Rows from a dataset:
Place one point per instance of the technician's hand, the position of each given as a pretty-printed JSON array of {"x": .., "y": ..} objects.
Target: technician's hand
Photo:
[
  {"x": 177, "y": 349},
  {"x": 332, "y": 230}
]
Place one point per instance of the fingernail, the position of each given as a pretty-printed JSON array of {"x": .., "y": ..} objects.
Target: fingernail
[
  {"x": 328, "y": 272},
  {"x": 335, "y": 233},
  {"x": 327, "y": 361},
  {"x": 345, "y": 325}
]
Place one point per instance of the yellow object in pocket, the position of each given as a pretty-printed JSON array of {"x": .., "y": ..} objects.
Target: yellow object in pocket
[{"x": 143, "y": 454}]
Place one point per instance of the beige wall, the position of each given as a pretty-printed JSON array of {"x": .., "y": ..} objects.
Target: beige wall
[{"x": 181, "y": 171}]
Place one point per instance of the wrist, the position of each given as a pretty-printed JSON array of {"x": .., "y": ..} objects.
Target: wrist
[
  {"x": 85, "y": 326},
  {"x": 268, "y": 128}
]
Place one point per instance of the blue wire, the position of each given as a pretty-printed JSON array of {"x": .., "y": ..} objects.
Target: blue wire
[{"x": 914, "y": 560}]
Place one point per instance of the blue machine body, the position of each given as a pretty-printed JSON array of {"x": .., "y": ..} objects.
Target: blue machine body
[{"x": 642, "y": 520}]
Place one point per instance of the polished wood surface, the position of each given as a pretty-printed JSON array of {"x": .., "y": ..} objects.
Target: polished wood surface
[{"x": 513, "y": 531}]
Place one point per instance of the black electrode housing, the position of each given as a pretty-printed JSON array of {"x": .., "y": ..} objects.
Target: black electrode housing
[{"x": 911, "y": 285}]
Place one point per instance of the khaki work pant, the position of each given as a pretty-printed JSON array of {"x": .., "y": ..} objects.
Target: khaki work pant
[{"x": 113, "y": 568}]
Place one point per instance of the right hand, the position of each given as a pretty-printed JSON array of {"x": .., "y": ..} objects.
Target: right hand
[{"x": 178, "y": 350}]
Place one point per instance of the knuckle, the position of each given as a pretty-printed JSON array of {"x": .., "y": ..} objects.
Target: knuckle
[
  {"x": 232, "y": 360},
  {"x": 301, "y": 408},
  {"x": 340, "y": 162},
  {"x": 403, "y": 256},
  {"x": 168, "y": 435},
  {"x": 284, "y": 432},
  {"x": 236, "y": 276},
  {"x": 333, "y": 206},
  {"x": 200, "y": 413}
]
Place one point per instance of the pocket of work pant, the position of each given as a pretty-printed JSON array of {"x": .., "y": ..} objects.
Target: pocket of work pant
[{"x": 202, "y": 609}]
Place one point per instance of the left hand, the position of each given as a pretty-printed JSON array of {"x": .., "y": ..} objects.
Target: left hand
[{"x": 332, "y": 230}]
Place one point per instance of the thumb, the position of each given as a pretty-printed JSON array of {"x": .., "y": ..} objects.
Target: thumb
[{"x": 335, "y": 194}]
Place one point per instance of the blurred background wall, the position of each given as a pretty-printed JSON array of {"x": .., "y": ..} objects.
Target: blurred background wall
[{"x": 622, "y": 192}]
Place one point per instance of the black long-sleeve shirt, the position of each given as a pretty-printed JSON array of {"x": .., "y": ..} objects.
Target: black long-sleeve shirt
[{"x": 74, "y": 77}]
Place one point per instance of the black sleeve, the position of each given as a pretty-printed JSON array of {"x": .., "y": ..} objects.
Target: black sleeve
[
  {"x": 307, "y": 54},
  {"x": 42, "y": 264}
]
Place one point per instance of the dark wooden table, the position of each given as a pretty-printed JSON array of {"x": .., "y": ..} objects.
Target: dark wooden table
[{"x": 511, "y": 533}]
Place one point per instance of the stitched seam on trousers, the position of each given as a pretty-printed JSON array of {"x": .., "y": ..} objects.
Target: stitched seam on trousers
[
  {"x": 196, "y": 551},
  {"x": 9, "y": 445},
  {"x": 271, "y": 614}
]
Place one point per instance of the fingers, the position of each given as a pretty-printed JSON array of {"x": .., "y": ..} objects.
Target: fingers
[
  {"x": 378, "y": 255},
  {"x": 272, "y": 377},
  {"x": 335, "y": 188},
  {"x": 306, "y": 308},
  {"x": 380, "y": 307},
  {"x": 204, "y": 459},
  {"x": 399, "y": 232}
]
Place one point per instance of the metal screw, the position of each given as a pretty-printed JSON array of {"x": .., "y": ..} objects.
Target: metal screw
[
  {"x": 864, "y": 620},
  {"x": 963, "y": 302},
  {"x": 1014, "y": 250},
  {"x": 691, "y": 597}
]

- [EXERCISE PROMPT]:
Transcribe each entry exactly.

- [WRITTEN SOLUTION]:
Place one point per instance of the technician's hand, the position of each given as a pretty-printed JSON array of {"x": .., "y": ..} objects.
Target: technician's hand
Photo:
[
  {"x": 177, "y": 349},
  {"x": 332, "y": 230}
]
Place one point per instance of the fingernail, the position of each given as a pretty-printed JSON array of {"x": .., "y": ..} objects.
Target: fingernail
[
  {"x": 328, "y": 272},
  {"x": 335, "y": 233},
  {"x": 327, "y": 361},
  {"x": 345, "y": 325}
]
Place one point per instance of the yellow object in pocket, the position of each given as a pretty-printed JSON array of {"x": .., "y": ..} objects.
Target: yellow object in pocket
[{"x": 143, "y": 454}]
Place one point per instance of the beige wall, the position of each given as a pretty-printed JSON array of {"x": .., "y": ..} objects.
Target: beige wall
[{"x": 181, "y": 171}]
Place one point per instance of the wrist, the position of each given as a pretty-printed JSON array of {"x": .., "y": ..} objects.
Target: wrist
[
  {"x": 85, "y": 326},
  {"x": 268, "y": 128}
]
Place one point per instance of the blue wire, the position of each given as a pretty-printed JSON array of {"x": .., "y": ..} objects.
Target: blue wire
[{"x": 914, "y": 560}]
Place one point per instance of the blue machine body, the position of each given as a pretty-printed JSON array of {"x": .., "y": ..} objects.
Target: blue machine body
[{"x": 642, "y": 520}]
Place one point per instance of the polished wood surface, the position of each given as a pretty-printed JSON array of {"x": .., "y": ..} objects.
Target: polished wood surface
[{"x": 513, "y": 531}]
Place one point per instance of the black electrode housing, the position of each given as a pretty-printed JSON array of {"x": .., "y": ..} objects.
Target: black electrode housing
[{"x": 911, "y": 285}]
Place one point per instance of the khaki work pant, the position of each given as a pretty-printed JSON array of {"x": .., "y": ..} objects.
Target: khaki work pant
[{"x": 113, "y": 568}]
Place one point per instance of the right hand, the position of each given as a pretty-printed JSON array of {"x": .., "y": ..} objects.
Target: right hand
[{"x": 178, "y": 350}]
Place one point per instance of the knuckle, the position of each given as a pretty-printed JSON array of {"x": .., "y": ..} objects.
Target: knuckle
[
  {"x": 232, "y": 360},
  {"x": 301, "y": 408},
  {"x": 340, "y": 162},
  {"x": 403, "y": 256},
  {"x": 168, "y": 435},
  {"x": 284, "y": 432},
  {"x": 236, "y": 276},
  {"x": 333, "y": 206},
  {"x": 200, "y": 413}
]
Place one point per instance of the pocket of work pant, the position of each given as a pretty-printed JSON array of {"x": .., "y": ..} objects.
Target: pocket of work pant
[{"x": 202, "y": 609}]
Place one point per instance of the left hand, the position of each given as a pretty-printed JSON array of {"x": .., "y": ..} objects.
Target: left hand
[{"x": 332, "y": 230}]
Place one point per instance of the thumb, the position of each given as a pretty-printed JSON array of {"x": .., "y": ..} objects.
Target: thumb
[{"x": 335, "y": 194}]
Place one point per instance of the blurred background wall, the position of each given as a pretty-printed JSON array of {"x": .., "y": ..} objects.
Target: blurred background wall
[{"x": 622, "y": 192}]
Place one point per instance of the black long-sleeve shirt, the position of each given as a pretty-printed JSON array of {"x": .., "y": ..} objects.
Target: black long-sleeve shirt
[{"x": 74, "y": 77}]
Place one point per instance of the black sleeve, the position of each given as a pretty-printed JSON array of {"x": .., "y": ..} objects.
Target: black sleeve
[
  {"x": 307, "y": 54},
  {"x": 42, "y": 264}
]
Place one point per instance of the dark wooden table, the position of each given as a pretty-printed JSON array of {"x": .., "y": ..} objects.
Target: dark wooden table
[{"x": 511, "y": 533}]
Place one point per instance of the stitched seam on trousers, the position of each given as a pretty-printed JSON array of {"x": .., "y": ..} objects.
Target: stitched seam on trousers
[
  {"x": 196, "y": 551},
  {"x": 9, "y": 445},
  {"x": 271, "y": 614}
]
Place one point per instance of the fingers, the position of each given as a pretty-printed JSON array of {"x": .., "y": ..} objects.
Target: fingers
[
  {"x": 378, "y": 255},
  {"x": 272, "y": 377},
  {"x": 335, "y": 188},
  {"x": 306, "y": 308},
  {"x": 380, "y": 307},
  {"x": 204, "y": 459},
  {"x": 399, "y": 232}
]
Place one point per instance of the metal screw, the position of each given as a pretty-printed JSON array of {"x": .., "y": ..} objects.
Target: metal screw
[
  {"x": 864, "y": 620},
  {"x": 963, "y": 302},
  {"x": 1014, "y": 250},
  {"x": 691, "y": 597}
]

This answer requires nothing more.